Continue o texto sobre assédio em ônibus a partir da última frase apresentada.

#### Documento de origem ####

A estudante Mylena Rodrigues, 25 anos, testemunhou a ação positiva de um motorista de ônibus. "Eu estava em um ônibus que ia de Taguatinga para o Gama, e uma menina que estava sentada lá atrás levantou e saiu gritando que o cara sentado do lado dela colocou o órgão sexual pra fora e falou pra ela olhar. Ela estava extremamente nervosa e o cara ficou negando, gritando e batendo na porta, pedindo pra descer. O motorista travou todas as portas e não deixou ninguém descer e foi direto para a delegacia do Gama. Chegando, os policiais cercaram as portas e só então o motorista abriu. Então o homem desceu e foi pra delegacia", relatou.
Uma cobradora, que não quis se identificar, contou que sofreu assédio no transporte e, quando conseguiu o emprego para trabalhar diariamente em um ônibus coletivo, sentiu medo. "Entrou um senhor bêbado no ônibus e teve uma hora que eu ouvi uma passageira falando que se ele pegasse na minha bunda ela iria pedir pro motorista parar o ônibus para ele descer e, quando eu olhei ele estava de fato tentando pegar, eu fiquei muito brava e pedi para ele parar. Depois, o motorista me alertou que eu poderia ter pedido para ir a delegacia ou para que o homem descesse", detalhou.

#### Registros listados ####

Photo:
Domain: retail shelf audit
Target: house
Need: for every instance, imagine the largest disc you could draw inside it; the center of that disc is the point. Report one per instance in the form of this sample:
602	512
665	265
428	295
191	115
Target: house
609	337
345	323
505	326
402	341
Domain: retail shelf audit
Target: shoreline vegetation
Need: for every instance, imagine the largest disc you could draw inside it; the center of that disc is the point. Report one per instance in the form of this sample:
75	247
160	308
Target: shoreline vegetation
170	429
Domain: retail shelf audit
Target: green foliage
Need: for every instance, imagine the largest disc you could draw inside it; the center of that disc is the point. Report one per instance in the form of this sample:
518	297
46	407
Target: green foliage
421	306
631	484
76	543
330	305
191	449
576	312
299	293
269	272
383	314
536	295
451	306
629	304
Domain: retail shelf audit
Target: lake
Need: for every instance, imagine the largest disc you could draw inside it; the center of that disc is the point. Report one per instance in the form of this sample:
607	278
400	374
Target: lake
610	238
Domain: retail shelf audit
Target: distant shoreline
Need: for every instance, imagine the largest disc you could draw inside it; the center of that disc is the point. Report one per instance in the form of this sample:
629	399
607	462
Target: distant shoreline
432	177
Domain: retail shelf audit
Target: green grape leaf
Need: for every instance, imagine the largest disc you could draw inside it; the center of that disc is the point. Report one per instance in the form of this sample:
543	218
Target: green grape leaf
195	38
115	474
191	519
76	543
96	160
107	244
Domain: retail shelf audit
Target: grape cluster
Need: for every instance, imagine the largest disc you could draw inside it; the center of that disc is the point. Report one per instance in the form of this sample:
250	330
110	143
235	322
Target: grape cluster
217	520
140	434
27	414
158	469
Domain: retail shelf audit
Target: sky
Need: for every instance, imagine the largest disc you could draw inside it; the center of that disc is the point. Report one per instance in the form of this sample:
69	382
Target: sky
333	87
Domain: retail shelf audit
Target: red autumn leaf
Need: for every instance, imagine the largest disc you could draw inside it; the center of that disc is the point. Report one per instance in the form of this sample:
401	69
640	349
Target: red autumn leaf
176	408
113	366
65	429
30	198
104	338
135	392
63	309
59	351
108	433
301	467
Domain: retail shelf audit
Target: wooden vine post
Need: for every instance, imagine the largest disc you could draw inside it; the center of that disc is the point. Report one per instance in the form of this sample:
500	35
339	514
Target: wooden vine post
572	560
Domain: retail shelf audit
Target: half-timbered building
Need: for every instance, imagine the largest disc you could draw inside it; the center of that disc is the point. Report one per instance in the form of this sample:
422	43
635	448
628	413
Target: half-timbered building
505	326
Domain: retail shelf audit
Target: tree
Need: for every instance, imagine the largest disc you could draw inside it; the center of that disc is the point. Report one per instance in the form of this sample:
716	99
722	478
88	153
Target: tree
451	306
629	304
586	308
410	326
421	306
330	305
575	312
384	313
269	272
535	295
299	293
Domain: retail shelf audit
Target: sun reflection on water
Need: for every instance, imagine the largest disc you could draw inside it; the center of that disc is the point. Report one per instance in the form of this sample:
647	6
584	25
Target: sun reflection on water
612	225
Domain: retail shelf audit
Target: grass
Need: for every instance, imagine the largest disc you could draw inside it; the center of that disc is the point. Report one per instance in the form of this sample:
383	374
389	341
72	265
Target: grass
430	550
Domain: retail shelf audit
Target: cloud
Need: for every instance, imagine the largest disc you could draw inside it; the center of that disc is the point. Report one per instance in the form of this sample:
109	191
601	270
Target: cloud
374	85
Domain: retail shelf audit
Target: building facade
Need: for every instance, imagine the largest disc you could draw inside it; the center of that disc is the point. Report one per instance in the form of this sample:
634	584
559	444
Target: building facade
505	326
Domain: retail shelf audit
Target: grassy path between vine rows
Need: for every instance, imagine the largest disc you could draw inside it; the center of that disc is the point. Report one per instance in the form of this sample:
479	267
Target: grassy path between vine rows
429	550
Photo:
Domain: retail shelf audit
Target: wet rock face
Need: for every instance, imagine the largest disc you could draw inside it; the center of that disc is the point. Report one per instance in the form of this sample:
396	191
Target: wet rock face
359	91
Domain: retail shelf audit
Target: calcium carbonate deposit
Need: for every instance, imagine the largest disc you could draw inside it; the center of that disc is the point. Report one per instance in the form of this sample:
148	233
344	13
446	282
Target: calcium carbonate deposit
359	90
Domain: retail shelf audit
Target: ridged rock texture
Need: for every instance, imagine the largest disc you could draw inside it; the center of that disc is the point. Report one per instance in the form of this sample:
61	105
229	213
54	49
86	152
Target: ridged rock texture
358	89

####

**Resposta:**
As estatísticas sobre mulheres que sofrem no transporte público diariamente são alarmantes, porém, o número está longe de ser exato. Isso porque muitas não fazem ocorrência e preferem se calar por constrangimento ou medo. A psicóloga Jhonda Siqueira explica que é muito difícil para a mulher denunciar, porque é necessário expor a situação de um momento em que se sentiu vulnerável e diminuída. "Outra questão é a família da vítima. Essa mulher vai chegar em casa e explicar o ocorrido e, dependendo do marido, ele vai questionar até se ela não deu algum sinal para a pessoa se aproximar. Sendo julgada até por não ter reagido", diagnosticou.
Ainda segundo a psicóloga, as vítimas geralmente ficam com sequelas, seja fobia social sela pânico de locais lotados e com muitos homens. A assessora jurídica Anna Carolina Fiore, de 25 anos, adquiriu trauma de andar de transporte público. "Depois da faculdade, eu peguei o ônibus e estava sentada. O veículo estava lotado, e com direção pra rodoviária, quando um homem ficou esfregando a pélvis dele na minha cara. Eu fiquei sem reação, eu tentava só me desvencilhar, mas o cara continuava e eu desci na primeira parada que tinha por medo", disse a assessora.
Ana não denunciou e nunca mais conseguiu andar de ônibus com sensação de segurança. "Eu sinto pavor quando tenho que andar de transporte público", confessou, reforçando que muitas mulheres travam após o ocorrido e não conseguem reagir. Jhonda explica que isso ocorre porque elas entram automaticamente em estado de choque, sem conseguir acreditar que aquela situação esteja de fato acontecendo.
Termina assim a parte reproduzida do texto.